━━━ Page text

Figure 1.
(A) Schematic representation of qBRET experiments (based on [12]): In qBRET experiments, constant amount of energy donor labeled receptor is coexpressed with increasing amount of acceptor labeled receptor. BRET ratio is plotted as a function of acceptor/donor expression ratio (left panel). Theoretically specific interactions result in a saturation curve (red and green), while non-specific interaction shows linear relationship (blue). The absolute value of BRET ratio is not indicative of the dimerization state of the receptors, therefore BRET50 value (acceptor/donor ratio at half-maximal BRET ratio) is used to determine the affinity of receptors to form dimers (which is the same for red and green curve, indicating the same likelihood of dimerization despite the different BRETmax values). To correctly interpret qBRET curves, donor labeled receptor expression has to be maintained constant with increasing acceptor expression (right panel). (B) HEK293 cells were transiently transfected with a constant amount V2R-RLuc (donor) coding plasmid and with increasing amounts of either AT1R-Venus, β2AdR-Venus, CB1R-Venus, V2R-Venus or cytoplasmic Venus (acceptor) coding plasmid. Various amounts of empty pcDNA3.1 plasmid was added to maintain constant total transfected plasmid amount. Total luminescence and Venus fluorescence were measured at the beginning of each experiment, and intensity ratio was calculated as fluorescence/total luminescence. Intensity ratio shows not the absolute acceptor/donor expression ratio (see Methods for further details) but is proportional with it. BRET ratio was calculated as Emission530/Emission485, and was plotted as a function of intensity ratio (left panel). Measured total luminescence was plotted as a function of measured fluorescence for the investigated donor - acceptor pairs (right panel). Curves were fitted using non-linear regression equation assuming a single binding site (GraphPad Prism). n = 3.

━━━━━━
━━━ Listed entries

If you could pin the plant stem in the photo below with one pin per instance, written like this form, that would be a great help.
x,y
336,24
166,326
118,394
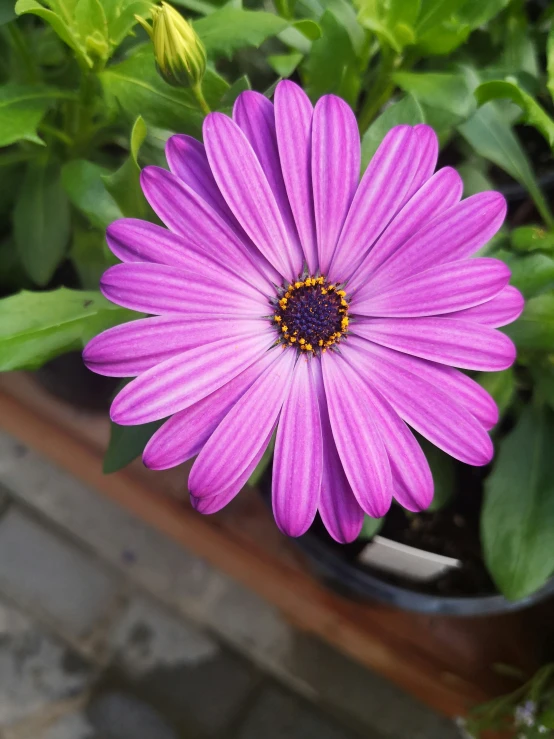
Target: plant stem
x,y
199,95
22,48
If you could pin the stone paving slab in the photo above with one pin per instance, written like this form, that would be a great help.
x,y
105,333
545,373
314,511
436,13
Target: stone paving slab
x,y
278,715
41,570
36,669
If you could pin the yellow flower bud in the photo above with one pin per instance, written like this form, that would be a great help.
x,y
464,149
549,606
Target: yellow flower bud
x,y
179,52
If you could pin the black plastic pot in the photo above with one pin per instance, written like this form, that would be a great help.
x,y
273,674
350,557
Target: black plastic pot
x,y
67,378
337,567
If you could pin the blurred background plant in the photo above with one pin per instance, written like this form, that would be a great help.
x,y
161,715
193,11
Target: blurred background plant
x,y
83,108
527,712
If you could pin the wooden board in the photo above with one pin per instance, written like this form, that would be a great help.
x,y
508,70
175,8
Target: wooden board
x,y
446,662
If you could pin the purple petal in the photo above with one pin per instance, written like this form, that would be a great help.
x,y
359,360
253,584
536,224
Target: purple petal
x,y
159,289
380,195
239,441
357,436
445,340
185,379
428,147
293,119
184,434
186,213
457,233
339,510
254,113
244,186
441,289
335,171
187,159
440,192
412,479
426,407
503,309
458,386
298,459
131,348
132,240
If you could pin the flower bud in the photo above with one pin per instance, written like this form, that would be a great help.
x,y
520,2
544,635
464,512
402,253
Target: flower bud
x,y
179,52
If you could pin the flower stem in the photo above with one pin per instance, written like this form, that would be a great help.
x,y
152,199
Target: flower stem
x,y
199,95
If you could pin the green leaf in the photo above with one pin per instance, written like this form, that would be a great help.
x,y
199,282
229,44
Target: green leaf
x,y
530,272
443,471
534,329
22,109
534,115
7,13
124,184
406,111
490,135
88,256
260,468
242,84
440,90
501,385
135,86
41,222
518,514
371,527
531,238
285,64
332,65
229,29
60,23
36,327
308,28
550,62
83,184
127,443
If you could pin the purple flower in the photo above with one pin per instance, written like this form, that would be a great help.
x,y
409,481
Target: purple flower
x,y
286,294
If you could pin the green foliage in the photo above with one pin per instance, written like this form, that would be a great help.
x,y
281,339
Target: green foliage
x,y
41,222
127,443
518,514
35,327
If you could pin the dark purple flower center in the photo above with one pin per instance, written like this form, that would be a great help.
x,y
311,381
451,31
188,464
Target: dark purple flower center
x,y
311,314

━━━━━━

◆ **Work instructions**
[1] Translate this sentence from the qBRET figure caption into Spanish: "BRET ratio is plotted as a function of acceptor/donor expression ratio (left panel)."
[2] Continue the qBRET figure caption from its last sentence.

◆ **Responses by item number**
[1] La relación BRET se representa en función de la relación de expresión aceptor/donante (panel izquierdo).

[2]
Table 1.
Calculated BRETmax and BRET50 values for classical qBRET experiments.
Figure 2.
Monte Carlo simulations with various donor amounts.
(A) Graphical representation of our simulations: two small membrane pieces in the case of non-specific (left panel) and specific (right panel) interaction, ‘d’ and ‘a’ represents donor and acceptor molecules, respectively, while ‘−‘ indicates empty hexagons. (B and C) Numbers of donor and acceptor molecules were varied from 100 to 1000 for each. BRET ratio was calculated after 1000 simulation time steps based on the total number of neighboring donor-acceptor pairs. Simulated BRET ratio was plotted as a function of the number of acceptor molecules (B) or acceptor/donor ratio (C). Simulations were performed with association and dissociation probabilities for non-specific (left panels) and specific (right panels) interactions (Table 2). (D) Simulations performed for non-specific and specific interactions, when total amount of donor and acceptor were fixed (insert). Curves were fitted using either linear regression or non-linear regression equation assuming a single binding site (GraphPad Prism). n = 5, mean +/− SEM.
Table 2.
Simulation parameters: Association and dissociation probabilities used for the simulation of non-specific and specific interactions.
Figure 3.
Rapamycin inducible dimerization with various donor amounts.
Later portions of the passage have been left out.